Directions:
The word "face": say how many lines of the data below contain it, and give the number alone.

The records:
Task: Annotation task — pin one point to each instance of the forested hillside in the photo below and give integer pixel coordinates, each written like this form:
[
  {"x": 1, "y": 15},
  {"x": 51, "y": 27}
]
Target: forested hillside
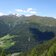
[{"x": 33, "y": 35}]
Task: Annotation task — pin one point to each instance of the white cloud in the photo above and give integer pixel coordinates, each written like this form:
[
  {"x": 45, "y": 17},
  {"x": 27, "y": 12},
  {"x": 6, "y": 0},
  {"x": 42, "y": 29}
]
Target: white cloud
[
  {"x": 18, "y": 10},
  {"x": 29, "y": 11}
]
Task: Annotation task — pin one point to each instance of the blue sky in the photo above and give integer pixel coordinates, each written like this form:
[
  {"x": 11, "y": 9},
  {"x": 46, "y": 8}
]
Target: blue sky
[{"x": 28, "y": 7}]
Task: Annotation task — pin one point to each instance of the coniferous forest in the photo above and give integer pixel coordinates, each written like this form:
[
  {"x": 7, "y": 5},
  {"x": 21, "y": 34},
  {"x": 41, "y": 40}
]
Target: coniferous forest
[{"x": 27, "y": 36}]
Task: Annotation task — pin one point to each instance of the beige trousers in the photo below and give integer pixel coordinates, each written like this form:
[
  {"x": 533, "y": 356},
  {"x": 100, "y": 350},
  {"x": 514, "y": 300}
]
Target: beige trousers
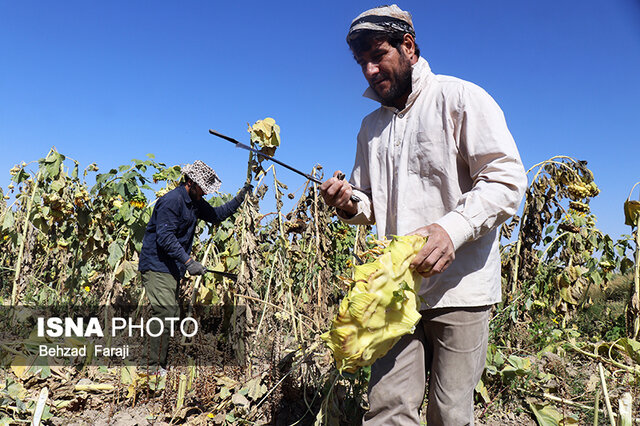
[{"x": 451, "y": 344}]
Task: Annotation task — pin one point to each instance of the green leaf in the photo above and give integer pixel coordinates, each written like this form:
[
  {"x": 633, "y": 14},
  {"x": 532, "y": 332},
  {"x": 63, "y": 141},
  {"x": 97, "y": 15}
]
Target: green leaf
[
  {"x": 632, "y": 348},
  {"x": 481, "y": 390},
  {"x": 20, "y": 177},
  {"x": 116, "y": 252},
  {"x": 57, "y": 185},
  {"x": 256, "y": 388},
  {"x": 548, "y": 415},
  {"x": 126, "y": 272},
  {"x": 52, "y": 164},
  {"x": 8, "y": 221}
]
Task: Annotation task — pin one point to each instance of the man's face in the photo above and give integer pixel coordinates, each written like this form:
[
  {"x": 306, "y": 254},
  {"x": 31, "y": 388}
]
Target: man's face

Your solution:
2